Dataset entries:

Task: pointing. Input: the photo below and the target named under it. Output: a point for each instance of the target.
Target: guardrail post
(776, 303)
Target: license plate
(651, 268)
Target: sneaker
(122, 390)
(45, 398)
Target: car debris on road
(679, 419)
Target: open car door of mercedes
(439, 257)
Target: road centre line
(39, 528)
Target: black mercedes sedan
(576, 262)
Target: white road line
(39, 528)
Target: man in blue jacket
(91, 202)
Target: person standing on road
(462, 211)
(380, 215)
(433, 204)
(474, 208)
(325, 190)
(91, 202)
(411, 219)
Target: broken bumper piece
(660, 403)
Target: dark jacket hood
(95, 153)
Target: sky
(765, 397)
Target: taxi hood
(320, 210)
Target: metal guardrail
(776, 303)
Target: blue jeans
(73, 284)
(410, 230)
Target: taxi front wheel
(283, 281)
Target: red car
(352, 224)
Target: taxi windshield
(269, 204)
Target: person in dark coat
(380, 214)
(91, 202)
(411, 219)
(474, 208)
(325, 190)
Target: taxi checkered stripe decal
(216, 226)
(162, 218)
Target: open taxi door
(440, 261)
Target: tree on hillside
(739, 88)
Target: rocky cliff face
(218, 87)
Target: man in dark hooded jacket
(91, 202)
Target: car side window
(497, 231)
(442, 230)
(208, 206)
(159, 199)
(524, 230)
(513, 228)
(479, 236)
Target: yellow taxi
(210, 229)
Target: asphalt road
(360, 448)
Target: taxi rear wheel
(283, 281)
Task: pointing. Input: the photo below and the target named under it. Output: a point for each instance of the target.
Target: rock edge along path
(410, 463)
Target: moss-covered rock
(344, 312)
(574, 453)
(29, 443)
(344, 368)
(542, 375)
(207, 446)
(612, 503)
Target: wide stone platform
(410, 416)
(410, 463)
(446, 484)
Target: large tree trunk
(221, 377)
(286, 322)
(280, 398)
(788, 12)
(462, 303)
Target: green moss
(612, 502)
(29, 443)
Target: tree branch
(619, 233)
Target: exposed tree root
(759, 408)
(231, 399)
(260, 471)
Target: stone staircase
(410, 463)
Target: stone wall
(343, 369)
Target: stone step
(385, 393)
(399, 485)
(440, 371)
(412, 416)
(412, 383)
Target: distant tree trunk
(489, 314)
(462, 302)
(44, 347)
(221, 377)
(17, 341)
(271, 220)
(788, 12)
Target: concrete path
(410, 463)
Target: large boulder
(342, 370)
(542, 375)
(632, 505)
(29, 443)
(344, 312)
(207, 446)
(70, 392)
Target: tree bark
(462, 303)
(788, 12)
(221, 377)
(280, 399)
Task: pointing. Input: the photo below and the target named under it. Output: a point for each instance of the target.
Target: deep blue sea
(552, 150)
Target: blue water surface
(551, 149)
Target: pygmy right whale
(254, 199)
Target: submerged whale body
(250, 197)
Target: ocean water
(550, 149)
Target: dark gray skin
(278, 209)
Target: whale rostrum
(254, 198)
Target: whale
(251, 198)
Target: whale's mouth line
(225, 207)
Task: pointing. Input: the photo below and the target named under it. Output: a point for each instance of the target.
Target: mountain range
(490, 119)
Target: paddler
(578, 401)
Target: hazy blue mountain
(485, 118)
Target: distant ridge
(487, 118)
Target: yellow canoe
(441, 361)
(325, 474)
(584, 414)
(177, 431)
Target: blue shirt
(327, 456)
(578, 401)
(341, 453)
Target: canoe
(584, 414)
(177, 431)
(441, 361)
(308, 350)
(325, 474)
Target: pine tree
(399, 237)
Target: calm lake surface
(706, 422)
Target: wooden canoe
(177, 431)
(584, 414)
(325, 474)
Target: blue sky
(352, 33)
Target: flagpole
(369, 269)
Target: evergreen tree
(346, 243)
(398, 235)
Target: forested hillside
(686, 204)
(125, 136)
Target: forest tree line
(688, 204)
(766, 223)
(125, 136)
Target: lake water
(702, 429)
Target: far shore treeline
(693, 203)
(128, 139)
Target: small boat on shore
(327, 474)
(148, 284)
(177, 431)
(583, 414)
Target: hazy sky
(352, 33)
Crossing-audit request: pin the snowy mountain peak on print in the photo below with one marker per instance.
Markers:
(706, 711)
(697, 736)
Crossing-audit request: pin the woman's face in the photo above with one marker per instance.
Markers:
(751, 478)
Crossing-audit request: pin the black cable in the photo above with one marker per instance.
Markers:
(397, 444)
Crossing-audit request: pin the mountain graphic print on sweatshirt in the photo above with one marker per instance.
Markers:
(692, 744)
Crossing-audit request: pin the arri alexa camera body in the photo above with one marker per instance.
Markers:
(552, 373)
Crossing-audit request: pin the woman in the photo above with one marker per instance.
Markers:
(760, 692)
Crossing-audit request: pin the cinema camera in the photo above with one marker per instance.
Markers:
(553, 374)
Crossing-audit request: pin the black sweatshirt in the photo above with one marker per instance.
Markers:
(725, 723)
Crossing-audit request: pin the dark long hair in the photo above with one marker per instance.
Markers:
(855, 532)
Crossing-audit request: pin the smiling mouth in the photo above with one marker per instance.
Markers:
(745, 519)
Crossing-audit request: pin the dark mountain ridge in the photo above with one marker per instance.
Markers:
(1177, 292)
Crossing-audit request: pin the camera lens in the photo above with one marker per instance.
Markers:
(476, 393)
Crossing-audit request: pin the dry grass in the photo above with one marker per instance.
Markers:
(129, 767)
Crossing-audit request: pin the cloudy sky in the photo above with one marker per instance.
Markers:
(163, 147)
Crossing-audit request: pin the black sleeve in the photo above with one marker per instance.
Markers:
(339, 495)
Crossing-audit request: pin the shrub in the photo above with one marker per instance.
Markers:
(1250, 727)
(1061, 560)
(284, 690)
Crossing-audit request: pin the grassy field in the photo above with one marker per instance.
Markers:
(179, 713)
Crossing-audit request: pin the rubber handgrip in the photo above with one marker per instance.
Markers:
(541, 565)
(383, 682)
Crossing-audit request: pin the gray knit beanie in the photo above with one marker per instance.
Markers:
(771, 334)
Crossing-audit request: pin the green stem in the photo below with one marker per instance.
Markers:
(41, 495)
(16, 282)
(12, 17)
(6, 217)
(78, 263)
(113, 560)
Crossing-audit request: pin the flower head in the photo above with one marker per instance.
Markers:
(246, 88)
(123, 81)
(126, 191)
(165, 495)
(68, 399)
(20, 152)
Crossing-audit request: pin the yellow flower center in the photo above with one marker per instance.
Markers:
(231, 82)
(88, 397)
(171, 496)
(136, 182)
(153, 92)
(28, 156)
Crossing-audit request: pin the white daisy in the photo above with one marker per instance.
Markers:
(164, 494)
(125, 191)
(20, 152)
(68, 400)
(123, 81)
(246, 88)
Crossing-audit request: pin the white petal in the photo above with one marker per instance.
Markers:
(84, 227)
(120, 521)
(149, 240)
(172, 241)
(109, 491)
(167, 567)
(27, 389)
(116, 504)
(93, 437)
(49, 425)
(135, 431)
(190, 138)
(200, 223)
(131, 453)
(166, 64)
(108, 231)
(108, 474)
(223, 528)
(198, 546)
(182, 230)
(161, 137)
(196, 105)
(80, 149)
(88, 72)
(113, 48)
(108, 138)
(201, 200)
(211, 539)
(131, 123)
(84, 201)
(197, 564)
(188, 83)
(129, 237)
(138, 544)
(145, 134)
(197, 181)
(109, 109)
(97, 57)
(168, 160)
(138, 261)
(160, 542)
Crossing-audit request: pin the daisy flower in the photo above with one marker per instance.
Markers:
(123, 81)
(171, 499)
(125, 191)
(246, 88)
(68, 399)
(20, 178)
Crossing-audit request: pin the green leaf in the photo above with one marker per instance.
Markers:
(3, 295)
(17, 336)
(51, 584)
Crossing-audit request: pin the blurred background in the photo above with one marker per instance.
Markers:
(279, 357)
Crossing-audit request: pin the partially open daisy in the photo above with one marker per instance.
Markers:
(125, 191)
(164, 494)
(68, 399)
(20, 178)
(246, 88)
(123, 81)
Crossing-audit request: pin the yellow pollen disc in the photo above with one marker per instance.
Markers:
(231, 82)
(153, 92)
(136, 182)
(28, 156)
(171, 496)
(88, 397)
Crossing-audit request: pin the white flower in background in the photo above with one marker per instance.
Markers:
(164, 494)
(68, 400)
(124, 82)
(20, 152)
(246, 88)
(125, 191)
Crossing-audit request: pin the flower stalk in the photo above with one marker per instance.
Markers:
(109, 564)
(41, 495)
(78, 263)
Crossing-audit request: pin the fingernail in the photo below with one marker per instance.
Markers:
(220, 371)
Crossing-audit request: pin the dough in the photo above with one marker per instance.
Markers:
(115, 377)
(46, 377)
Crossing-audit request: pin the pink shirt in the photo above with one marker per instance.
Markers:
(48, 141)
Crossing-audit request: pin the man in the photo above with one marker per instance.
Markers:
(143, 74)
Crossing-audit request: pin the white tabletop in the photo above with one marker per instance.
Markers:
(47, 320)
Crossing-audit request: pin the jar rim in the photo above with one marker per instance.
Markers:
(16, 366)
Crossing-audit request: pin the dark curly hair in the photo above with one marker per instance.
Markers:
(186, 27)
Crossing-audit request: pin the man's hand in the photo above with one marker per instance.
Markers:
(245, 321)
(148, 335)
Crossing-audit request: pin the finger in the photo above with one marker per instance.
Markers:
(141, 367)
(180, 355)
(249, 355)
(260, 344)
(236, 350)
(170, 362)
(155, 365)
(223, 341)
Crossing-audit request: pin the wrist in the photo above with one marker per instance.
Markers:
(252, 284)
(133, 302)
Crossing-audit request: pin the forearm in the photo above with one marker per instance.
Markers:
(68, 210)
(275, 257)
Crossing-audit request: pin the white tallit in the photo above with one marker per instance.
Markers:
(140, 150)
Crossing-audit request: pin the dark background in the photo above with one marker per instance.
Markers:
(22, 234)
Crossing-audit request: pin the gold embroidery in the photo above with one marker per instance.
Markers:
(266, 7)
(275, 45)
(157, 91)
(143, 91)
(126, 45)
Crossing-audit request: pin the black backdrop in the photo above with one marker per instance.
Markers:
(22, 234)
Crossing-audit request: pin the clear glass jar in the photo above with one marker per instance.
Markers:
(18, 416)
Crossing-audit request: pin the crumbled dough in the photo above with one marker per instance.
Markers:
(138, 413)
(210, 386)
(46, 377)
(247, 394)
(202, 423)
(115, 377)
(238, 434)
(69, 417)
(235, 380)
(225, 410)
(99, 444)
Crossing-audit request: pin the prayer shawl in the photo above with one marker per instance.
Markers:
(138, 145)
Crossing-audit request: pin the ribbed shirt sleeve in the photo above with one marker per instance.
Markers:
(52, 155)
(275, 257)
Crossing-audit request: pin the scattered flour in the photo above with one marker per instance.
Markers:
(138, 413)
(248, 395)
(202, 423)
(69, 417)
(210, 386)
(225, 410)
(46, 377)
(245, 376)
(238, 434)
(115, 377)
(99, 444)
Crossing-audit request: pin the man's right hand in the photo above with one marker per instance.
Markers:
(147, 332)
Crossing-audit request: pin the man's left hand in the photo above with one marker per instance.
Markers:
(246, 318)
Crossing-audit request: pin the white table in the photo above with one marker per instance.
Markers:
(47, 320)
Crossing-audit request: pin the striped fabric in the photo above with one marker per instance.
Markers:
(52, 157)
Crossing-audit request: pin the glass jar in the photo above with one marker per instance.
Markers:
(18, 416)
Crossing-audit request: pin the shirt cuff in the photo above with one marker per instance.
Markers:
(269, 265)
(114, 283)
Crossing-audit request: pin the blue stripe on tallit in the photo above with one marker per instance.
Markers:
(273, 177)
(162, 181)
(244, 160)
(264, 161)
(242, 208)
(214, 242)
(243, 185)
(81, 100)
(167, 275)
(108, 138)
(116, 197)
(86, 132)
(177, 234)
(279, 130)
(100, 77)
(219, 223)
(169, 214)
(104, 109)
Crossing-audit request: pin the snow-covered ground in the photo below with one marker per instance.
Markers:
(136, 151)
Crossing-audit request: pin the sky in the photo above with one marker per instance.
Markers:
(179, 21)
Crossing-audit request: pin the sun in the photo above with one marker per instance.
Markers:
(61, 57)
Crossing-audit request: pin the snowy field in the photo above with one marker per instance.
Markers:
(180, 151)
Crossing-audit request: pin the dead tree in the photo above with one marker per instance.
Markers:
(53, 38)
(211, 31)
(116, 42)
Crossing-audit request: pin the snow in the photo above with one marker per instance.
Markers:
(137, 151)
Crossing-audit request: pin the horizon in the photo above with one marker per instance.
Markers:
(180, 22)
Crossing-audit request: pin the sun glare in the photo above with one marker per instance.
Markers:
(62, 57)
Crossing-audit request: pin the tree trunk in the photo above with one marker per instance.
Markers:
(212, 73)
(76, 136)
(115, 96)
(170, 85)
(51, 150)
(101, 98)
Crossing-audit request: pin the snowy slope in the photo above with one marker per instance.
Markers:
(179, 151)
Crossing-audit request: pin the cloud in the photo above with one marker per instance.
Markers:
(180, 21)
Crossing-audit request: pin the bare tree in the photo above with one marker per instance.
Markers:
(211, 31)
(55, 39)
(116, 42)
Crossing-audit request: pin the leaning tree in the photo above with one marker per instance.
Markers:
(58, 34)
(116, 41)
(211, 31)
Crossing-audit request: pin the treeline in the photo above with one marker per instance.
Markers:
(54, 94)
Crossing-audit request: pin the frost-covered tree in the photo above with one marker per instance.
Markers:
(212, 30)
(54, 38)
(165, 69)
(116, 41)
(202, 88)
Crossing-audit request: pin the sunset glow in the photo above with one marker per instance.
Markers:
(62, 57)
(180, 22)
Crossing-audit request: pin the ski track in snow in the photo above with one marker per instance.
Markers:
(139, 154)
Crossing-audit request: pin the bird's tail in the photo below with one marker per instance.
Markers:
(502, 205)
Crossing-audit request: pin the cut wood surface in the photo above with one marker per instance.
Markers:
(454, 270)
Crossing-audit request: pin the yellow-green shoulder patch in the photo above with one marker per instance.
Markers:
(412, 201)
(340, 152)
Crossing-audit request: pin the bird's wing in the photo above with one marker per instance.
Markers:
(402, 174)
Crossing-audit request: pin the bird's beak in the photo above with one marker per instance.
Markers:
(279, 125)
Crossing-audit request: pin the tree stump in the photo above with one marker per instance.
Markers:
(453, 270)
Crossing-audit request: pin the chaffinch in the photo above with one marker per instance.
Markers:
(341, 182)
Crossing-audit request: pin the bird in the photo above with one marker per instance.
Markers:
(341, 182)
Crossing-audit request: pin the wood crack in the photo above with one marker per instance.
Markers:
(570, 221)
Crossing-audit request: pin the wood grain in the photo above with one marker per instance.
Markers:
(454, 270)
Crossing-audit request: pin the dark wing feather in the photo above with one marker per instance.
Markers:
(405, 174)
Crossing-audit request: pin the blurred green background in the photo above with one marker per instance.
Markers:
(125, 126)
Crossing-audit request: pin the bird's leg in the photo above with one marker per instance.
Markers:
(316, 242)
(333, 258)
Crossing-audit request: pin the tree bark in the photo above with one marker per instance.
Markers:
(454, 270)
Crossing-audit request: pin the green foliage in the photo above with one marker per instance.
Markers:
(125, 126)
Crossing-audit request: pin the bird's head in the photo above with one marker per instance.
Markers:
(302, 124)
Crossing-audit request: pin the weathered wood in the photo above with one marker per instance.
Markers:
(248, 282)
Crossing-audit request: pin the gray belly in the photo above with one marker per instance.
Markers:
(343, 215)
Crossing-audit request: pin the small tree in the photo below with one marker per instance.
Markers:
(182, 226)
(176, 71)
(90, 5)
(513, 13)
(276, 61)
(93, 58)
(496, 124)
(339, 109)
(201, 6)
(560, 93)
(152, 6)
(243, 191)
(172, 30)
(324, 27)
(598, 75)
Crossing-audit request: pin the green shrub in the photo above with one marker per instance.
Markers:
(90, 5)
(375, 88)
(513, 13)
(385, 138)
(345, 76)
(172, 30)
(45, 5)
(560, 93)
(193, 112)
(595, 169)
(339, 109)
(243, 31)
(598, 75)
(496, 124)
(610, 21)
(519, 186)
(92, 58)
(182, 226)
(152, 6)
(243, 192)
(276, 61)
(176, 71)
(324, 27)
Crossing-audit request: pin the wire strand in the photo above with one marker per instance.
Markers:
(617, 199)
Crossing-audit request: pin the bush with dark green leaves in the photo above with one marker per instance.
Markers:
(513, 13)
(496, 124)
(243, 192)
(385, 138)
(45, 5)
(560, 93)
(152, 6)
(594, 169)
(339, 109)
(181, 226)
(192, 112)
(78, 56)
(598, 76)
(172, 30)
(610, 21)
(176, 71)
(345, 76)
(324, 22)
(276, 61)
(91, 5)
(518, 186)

§ YOUR GOAL: Give the number of lines in the entries above that include the string "sleeve". No other output is expected.

§ THE COMPLETED TASK: 2